TAREFA PROPOSTA 1: Reescreva, por favor, a listagem desde a linha que contém "of the blue" até a última linha da listagem, inclusive, trocando "front leg" por "hind leg" e mantendo todo o resto igual. Apresente apenas esse trecho.

TEXTO DE LEITURA:
—————

Leia a entrevista feita pelo jornalista Ivan Cláudio com o crítico e curador de arte Ferreira Gullar publicada pela revista “Isto É”. Ferreira Gullar é amplamente conhecido no campo das artes e já publicou importantes textos sobre arte, principalmente sobre arte moderna e a vanguarda artística brasileira, porém tem uma forte posição quanto a produção de arte contemporânea. Vale a pena saber mais sobre o seu posicionamento nesta entrevista:

O senhor diz que a arte tem que emocionar, caso contrário não é ar­te. No entanto, hoje em dia as pes­soas teorizam tanto a arte…

Ferreira Gullar: existe uma tese da arte conceitual, da arte feita só por idéias. Isso não tem cabimento. Para refletir, preciso ler filosofia, não vou me ocupar do estilo de pintar do Cildo Meirelles para fazer isso. Ele é um excelente pintor, mas por que ele não pinta em vez de fazer o que está fazendo? Coloca escrito na obra “Urinóis – cocô artificial com planta natural”. É para pensarmos sobre isso? O que vamos pensar sobre cocôs e plantas artificiais? Isso é muito pobre. Se ele fizesse os guaches que fazia antes, se comunicaria e transmitiria coisas que as pessoas poderiam sentir por meio da arte. Estive agora em Paris e fui ao Museu de Arte Moderna. Só vale pelo acervo de obras realizadas até a dé­cada de 40. Depois disso, nada vale a pena. O museu está vazio, ninguém vai lá. Tinha até uma exposição da Yoko Ono, que só faz besteira também, mas mesmo assim estava vazio. Só está lá porque ficou famosa depois que casou (com o ex-beatle John Lennon). É inacreditável ver os diretores do museu convidando esse tipo de gente para expor. O resultado disso é que ninguém vai lá ver a exposição. Já o Louvre recebe multidões de pessoas, assim como o Museu Picasso.

E quanto aos críticos que escrevem páginas e páginas sobre essa arte conceitual? As vezes, ao terminarmos de ler uma dessas críticas, nos sentimos péssimos, pois não entendemos nada.

—————

TRECHOS DA LISTAGEM:
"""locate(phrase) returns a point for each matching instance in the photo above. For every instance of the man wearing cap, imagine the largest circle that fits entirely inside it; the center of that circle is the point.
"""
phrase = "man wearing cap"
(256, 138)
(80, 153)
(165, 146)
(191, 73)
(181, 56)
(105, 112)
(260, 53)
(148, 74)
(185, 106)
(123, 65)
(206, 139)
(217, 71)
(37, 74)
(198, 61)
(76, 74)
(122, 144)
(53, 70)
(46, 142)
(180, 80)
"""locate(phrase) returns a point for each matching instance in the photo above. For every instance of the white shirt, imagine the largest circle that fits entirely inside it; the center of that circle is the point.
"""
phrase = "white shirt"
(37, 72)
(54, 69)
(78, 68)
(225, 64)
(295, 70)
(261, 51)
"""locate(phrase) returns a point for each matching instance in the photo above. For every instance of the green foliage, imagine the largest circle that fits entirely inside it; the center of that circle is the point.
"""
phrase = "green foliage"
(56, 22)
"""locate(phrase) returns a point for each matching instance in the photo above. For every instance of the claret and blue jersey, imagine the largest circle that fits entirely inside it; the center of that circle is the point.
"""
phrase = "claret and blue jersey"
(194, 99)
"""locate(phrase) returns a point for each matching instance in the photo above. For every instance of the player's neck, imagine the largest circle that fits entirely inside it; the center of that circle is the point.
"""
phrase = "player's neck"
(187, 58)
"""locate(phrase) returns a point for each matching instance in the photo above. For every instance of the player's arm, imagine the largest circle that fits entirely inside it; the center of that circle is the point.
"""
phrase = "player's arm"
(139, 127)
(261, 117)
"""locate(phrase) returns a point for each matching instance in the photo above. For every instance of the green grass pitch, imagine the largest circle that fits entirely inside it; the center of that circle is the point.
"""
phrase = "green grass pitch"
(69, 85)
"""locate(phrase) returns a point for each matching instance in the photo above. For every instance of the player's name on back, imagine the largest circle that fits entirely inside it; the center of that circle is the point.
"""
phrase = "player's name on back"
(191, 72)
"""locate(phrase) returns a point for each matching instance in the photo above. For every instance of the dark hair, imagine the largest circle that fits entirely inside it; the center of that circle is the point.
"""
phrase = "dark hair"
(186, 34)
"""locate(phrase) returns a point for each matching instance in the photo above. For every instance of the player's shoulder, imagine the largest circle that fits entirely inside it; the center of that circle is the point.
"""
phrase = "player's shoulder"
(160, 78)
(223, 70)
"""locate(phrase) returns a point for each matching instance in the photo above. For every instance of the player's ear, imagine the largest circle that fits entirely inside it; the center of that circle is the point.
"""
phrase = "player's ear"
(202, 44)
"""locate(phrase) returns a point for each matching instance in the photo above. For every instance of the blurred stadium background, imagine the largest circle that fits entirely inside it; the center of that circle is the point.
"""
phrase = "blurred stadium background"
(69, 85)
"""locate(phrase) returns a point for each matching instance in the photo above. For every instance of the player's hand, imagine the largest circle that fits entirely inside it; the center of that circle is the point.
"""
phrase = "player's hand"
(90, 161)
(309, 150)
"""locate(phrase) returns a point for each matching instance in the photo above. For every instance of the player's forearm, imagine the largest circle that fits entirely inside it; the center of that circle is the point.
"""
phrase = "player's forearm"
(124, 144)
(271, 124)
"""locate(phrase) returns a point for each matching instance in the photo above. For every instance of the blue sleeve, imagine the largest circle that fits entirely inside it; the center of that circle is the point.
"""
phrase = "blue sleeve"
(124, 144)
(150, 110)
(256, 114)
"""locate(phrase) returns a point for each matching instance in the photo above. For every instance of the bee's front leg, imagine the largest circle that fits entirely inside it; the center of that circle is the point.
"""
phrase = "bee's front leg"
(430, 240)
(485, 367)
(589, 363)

—————

TAREFA PROPOSTA 2: Segundo a entrevista, quais museus de Paris recebem multidões de visitantes?

RESULTADO DO EXERCÍCIO 1:
"""locate(phrase) returns a point for each matching instance in the photo above. For every instance of the blue sleeve, imagine the largest circle that fits entirely inside it; the center of that circle is the point.
"""
phrase = "blue sleeve"
(124, 144)
(150, 110)
(256, 114)
"""locate(phrase) returns a point for each matching instance in the photo above. For every instance of the bee's hind leg, imagine the largest circle that fits entirely inside it; the center of that circle is the point.
"""
phrase = "bee's hind leg"
(430, 240)
(485, 367)
(589, 363)

RESULTADO DO EXERCÍCIO 2: O Louvre e o Museu Picasso.